His three books of poems, all of them metered or rhymed, as well as
"From Heaven Lake" and "A Suitable Boy," are addressed to the general
reader. "I want my books to sell, to be read," he says. "I'm not
interested in being obscure." Two years ago, taking a break from his
novel, he collected animal fables from India, China, Greece and the
Ukraine, reworking them in verse in the style of La Fontaine. "My main
motivation is not to get bored," he says, analyzing his protean output.
"I'm just hoping I get a vaguely maverick reputation."
The Indian press, while impressed by Seth the writer, has treated the
man with less respect. One profile writer referred to his reputation
for being "selfish," "bloody minded" and "friendless." Even people who
have known him for years find him unpredictable. Prasenjit Duara,
professor of history at the University of Chicago and a schoolmate of
Seth's from India, describes him as "very charming but not that
accessible. He's full of repartee and fun. But he keeps a personal
distance. He can treat you like a king one moment and then cut you down
the next."
Seth believes that his years of sequestered labor on "A Suitable Boy,"
when he didn't speak to journalists and saw few friends, has given him
an undeserved bad name. His brow wrinkles and his voice registers
distress as he answers the charges. "This book has gouged out my 30's.
I don't want to spend my 40's so isolated. That's one of the reasons I
want to write plays, which take less time and are very intense and put
me in touch with people. I have a reputation for being hermitlike. I'm
not. I'm just obsessed with my work."
UNMARRIED, WITH good friends scattered across India, England, the East
and West coasts of the United States ("I'm a private rather than a
friendless man"), Seth has lived with his parents since 1987 when he
returned from California. Like most Indian families, his is close-knit,
with a vast network of relatives in the North, from Uttar Pradesh (on
his mother's side) and in the part of the Punjab that is now Pakistan
(on his father's).
"A Suitable Boy" is in some sense the story of this family. The main
action takes place in the same year, 1951, that Prem and Leila Seth
were married and conceived their first son: Vikram. (They also have a
younger son, Shantum, and a daughter, Aradhana, recently married to an
Austrian diplomat stationed in Washington.) Although many of the
characters are composites of people Seth has known or heard about, his
father, for one, reads it as largely a roman a clef. Numerous
acquaintances or friends of the author have in one way or another found
their way into his fiction.
Seth admits to using actual people as the basis for his new book.
"Every novelist does," he says. "But then the characters come into
contact with those they would never meet in real life, and they change
quite considerably." At least one character, however, is clearly
recognizable: an opinionated scholar based on Dr. Ila Chatto padhyay, a
family friend who had steered him toward mathematics and economics in
his early academic life.

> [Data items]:
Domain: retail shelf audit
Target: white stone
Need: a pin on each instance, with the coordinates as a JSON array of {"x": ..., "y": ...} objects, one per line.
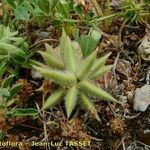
[
  {"x": 144, "y": 48},
  {"x": 142, "y": 98}
]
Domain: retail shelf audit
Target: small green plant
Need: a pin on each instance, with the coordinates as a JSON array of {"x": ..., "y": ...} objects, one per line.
[
  {"x": 134, "y": 11},
  {"x": 13, "y": 49},
  {"x": 88, "y": 42},
  {"x": 8, "y": 97},
  {"x": 75, "y": 75}
]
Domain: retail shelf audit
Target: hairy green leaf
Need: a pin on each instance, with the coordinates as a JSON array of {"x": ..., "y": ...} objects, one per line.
[
  {"x": 94, "y": 90},
  {"x": 89, "y": 105},
  {"x": 53, "y": 99},
  {"x": 6, "y": 83},
  {"x": 70, "y": 100},
  {"x": 101, "y": 71},
  {"x": 62, "y": 78},
  {"x": 51, "y": 61},
  {"x": 86, "y": 65}
]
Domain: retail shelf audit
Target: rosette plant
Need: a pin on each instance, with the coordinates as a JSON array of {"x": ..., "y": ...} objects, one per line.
[{"x": 75, "y": 75}]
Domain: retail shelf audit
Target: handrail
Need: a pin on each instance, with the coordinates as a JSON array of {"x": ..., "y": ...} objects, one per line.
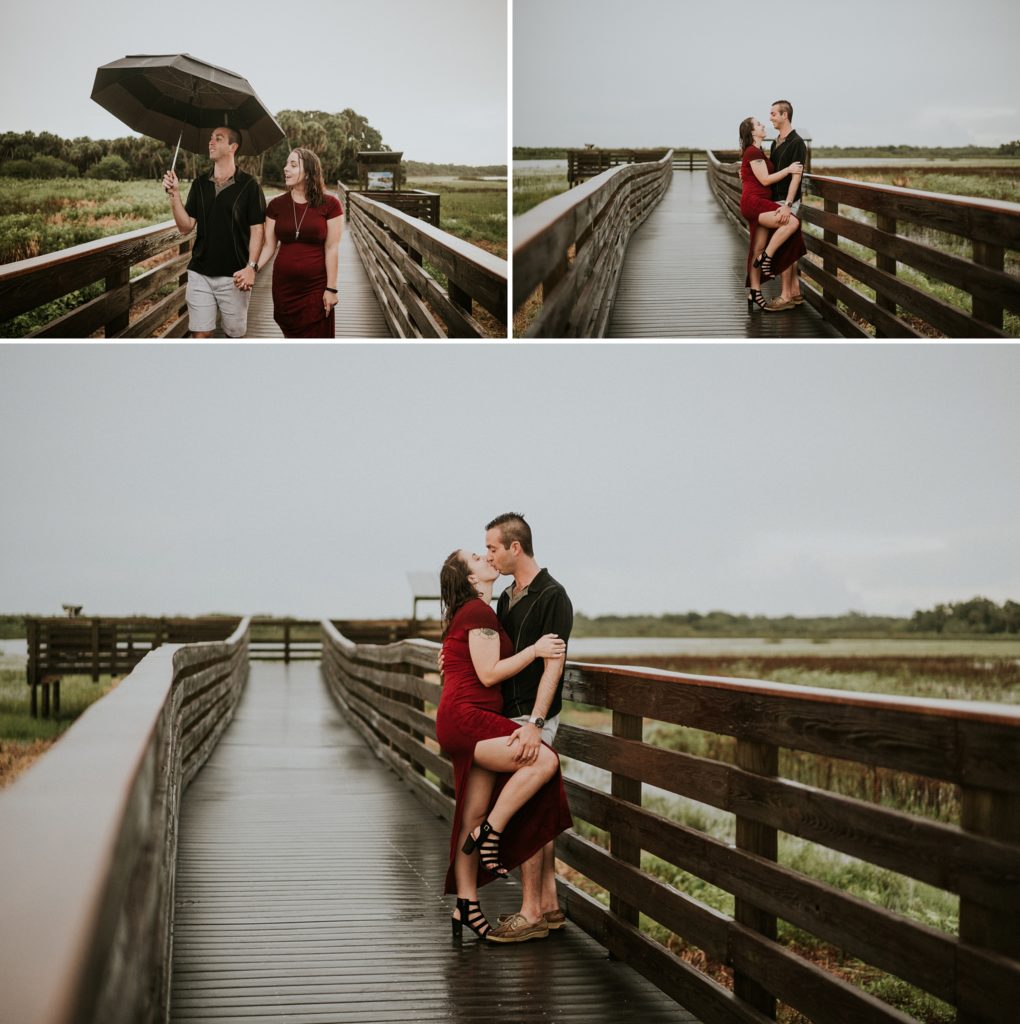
[
  {"x": 28, "y": 284},
  {"x": 387, "y": 692},
  {"x": 394, "y": 247},
  {"x": 572, "y": 247},
  {"x": 875, "y": 249},
  {"x": 90, "y": 837}
]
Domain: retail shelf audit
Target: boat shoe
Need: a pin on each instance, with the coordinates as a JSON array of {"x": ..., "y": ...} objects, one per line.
[{"x": 517, "y": 928}]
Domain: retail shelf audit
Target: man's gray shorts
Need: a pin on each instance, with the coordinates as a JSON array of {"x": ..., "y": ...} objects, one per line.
[
  {"x": 548, "y": 730},
  {"x": 207, "y": 295}
]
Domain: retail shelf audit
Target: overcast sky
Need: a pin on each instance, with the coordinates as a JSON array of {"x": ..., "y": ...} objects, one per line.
[
  {"x": 432, "y": 78},
  {"x": 308, "y": 480},
  {"x": 666, "y": 73}
]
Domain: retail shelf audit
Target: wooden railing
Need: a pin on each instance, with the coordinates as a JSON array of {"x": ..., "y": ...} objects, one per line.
[
  {"x": 389, "y": 693},
  {"x": 89, "y": 839},
  {"x": 95, "y": 647},
  {"x": 885, "y": 237},
  {"x": 394, "y": 248},
  {"x": 104, "y": 264},
  {"x": 414, "y": 202},
  {"x": 285, "y": 640},
  {"x": 572, "y": 246}
]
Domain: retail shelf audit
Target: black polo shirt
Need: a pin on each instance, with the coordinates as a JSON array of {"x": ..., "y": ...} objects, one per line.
[
  {"x": 224, "y": 222},
  {"x": 791, "y": 151},
  {"x": 545, "y": 608}
]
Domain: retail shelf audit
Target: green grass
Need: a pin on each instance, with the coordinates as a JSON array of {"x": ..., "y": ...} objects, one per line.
[
  {"x": 471, "y": 209},
  {"x": 530, "y": 189},
  {"x": 77, "y": 693},
  {"x": 995, "y": 183},
  {"x": 964, "y": 671}
]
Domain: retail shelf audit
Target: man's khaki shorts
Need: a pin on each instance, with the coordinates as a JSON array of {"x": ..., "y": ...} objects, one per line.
[{"x": 206, "y": 296}]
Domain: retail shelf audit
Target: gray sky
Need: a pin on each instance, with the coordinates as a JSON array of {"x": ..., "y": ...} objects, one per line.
[
  {"x": 666, "y": 73},
  {"x": 308, "y": 479},
  {"x": 432, "y": 78}
]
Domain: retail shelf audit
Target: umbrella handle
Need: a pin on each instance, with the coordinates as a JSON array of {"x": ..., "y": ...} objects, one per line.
[{"x": 174, "y": 164}]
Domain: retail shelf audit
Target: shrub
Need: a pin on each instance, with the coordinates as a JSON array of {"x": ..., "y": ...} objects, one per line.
[
  {"x": 51, "y": 167},
  {"x": 16, "y": 169},
  {"x": 113, "y": 168}
]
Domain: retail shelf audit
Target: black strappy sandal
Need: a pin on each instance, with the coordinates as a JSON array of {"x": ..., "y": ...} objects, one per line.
[
  {"x": 470, "y": 914},
  {"x": 755, "y": 298},
  {"x": 764, "y": 262},
  {"x": 487, "y": 842}
]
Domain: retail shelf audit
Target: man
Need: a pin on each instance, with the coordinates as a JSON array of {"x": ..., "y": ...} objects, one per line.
[
  {"x": 788, "y": 148},
  {"x": 533, "y": 605},
  {"x": 228, "y": 207}
]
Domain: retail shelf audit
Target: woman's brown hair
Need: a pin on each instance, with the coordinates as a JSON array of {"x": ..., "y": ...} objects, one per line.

> [Set of tasks]:
(A) According to the Vikram Seth profile, since what year has Seth lived with his parents?
(B) Carry on the Vikram Seth profile from the point where it stops.
These records come from a separate source, not from the Vikram Seth profile.

> [Expected responses]:
(A) Since 1987, when he returned from California.

(B)
This is a book in which you must orient yourself by tracing the
branches of four family trees -- the Mehras, Kapoors, Khans and
Chatterjis -- printed on the endpapers. The central character, Lata, is
a 19-year-old college student whose mother, Mrs. Rupa Mehra, takes it
upon herself to find her daughter a suitable husband. The plot, as in
Jane Austen, revolves around Lata and her suitors, but the richness of
the book comes from the hundreds of interactions between families and
friends, brought together as passing strangers or made enemies by
legal, religious, musical, literary, economic and social institutions.
"A Suitable Boy" bears out a truism of Indian society: that at a
certain level everyone seems to know everyone else.
Unlike Dickens or the 19th-century Russian novelists, Seth has drawn
his characters exclusively from the middle and upper classes. Cultural
more than economic differences separate the families, with key
individuals of each clan bringing them together. He doesn't object to
the label "soap opera" as a description of the plot. "I used to be
hooked on 'Dynasty,' " he says. "I used to sit there with my mouth
open, wondering what would happen next."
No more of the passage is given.